--- GIVEN RECORDS ---

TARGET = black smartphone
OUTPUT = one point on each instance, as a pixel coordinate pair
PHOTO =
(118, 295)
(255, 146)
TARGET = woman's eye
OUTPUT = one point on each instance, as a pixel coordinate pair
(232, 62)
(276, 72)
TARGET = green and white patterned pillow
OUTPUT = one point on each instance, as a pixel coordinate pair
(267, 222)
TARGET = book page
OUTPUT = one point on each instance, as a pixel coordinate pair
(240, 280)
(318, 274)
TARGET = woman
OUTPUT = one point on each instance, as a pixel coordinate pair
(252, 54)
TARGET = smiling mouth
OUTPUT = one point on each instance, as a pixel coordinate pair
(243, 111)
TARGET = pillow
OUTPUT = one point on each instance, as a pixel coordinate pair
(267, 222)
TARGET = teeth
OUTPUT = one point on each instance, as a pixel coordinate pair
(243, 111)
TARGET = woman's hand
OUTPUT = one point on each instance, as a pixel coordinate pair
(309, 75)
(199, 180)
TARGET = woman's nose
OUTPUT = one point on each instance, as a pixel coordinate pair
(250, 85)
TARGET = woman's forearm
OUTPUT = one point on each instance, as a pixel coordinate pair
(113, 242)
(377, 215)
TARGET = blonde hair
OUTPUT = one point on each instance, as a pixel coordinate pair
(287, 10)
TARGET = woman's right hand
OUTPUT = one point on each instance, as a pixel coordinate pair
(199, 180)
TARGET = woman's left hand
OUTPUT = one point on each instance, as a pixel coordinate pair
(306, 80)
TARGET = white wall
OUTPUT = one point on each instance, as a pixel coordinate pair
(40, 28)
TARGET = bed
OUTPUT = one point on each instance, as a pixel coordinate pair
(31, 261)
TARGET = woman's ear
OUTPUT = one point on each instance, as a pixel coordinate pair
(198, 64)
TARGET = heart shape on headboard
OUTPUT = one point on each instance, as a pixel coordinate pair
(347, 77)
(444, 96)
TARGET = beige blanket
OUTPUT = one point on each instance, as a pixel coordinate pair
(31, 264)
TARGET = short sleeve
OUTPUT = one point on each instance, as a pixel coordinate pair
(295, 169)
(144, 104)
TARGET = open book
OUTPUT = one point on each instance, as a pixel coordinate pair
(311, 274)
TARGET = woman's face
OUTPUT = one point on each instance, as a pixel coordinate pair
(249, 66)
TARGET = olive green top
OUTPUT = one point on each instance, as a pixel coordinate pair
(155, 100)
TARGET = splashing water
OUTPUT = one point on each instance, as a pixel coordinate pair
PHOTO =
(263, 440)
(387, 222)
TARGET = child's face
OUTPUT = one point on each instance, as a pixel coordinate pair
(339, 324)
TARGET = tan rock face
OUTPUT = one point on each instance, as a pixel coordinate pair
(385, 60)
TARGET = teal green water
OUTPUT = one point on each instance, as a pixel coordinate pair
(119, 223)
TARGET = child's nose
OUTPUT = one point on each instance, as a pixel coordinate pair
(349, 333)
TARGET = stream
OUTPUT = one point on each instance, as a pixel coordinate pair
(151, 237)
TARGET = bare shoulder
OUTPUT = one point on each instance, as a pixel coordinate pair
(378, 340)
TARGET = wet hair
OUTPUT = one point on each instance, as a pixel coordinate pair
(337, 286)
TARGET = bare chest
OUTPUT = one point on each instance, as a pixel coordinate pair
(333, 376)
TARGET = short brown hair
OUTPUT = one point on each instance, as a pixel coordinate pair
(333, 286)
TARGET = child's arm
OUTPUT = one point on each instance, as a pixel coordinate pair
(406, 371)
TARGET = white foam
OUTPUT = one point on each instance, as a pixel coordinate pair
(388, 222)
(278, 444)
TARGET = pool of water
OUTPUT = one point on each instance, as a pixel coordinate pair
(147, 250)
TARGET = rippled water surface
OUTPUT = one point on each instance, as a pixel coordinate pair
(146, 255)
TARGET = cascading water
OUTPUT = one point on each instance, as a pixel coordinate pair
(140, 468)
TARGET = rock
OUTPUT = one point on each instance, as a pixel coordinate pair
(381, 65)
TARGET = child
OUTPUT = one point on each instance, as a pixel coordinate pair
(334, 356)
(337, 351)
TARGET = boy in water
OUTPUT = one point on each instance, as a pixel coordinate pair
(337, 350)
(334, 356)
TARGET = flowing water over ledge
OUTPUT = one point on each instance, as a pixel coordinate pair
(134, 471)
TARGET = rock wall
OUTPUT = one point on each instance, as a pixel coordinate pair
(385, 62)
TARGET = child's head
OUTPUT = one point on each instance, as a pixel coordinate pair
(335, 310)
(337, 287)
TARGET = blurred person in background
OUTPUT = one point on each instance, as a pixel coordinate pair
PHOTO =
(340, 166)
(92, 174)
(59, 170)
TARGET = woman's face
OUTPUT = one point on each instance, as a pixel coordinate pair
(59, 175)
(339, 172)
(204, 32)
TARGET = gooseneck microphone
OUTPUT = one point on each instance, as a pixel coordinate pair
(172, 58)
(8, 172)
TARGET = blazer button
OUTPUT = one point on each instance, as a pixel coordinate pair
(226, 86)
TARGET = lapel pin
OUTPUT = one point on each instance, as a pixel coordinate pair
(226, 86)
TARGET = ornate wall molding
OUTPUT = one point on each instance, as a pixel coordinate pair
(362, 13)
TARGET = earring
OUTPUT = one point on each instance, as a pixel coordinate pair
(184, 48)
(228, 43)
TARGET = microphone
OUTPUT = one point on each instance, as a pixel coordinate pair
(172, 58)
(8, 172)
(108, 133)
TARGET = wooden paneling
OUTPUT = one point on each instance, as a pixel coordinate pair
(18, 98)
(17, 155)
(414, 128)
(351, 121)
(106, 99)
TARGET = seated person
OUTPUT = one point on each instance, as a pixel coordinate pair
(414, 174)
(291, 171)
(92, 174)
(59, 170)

---

**ACTION ITEM**: When you reach the line with "TARGET = short sleeve" in the records above, start writing out lines exactly, and stop once the line with "TARGET = teal green water" has been written; include nothing else.

**RESPONSE TO THIS EXERCISE**:
TARGET = short sleeve
OUTPUT = one point on each instance, as a pixel coordinate pair
(295, 169)
(144, 104)
TARGET = open book
OUTPUT = one point on each instance, as a pixel coordinate pair
(311, 274)
TARGET = woman's face
OUTPUT = one point on each instance, as a pixel coordinate pair
(249, 66)
TARGET = olive green top
OUTPUT = one point on each instance, as a pixel coordinate pair
(155, 100)
TARGET = splashing water
OUTPUT = one point on each instance, as a pixel coordinate pair
PHOTO =
(263, 440)
(387, 222)
TARGET = child's face
OUTPUT = one point on each instance, as a pixel coordinate pair
(339, 324)
TARGET = tan rock face
OUTPUT = one point on each instance, as a pixel coordinate pair
(385, 60)
TARGET = teal green water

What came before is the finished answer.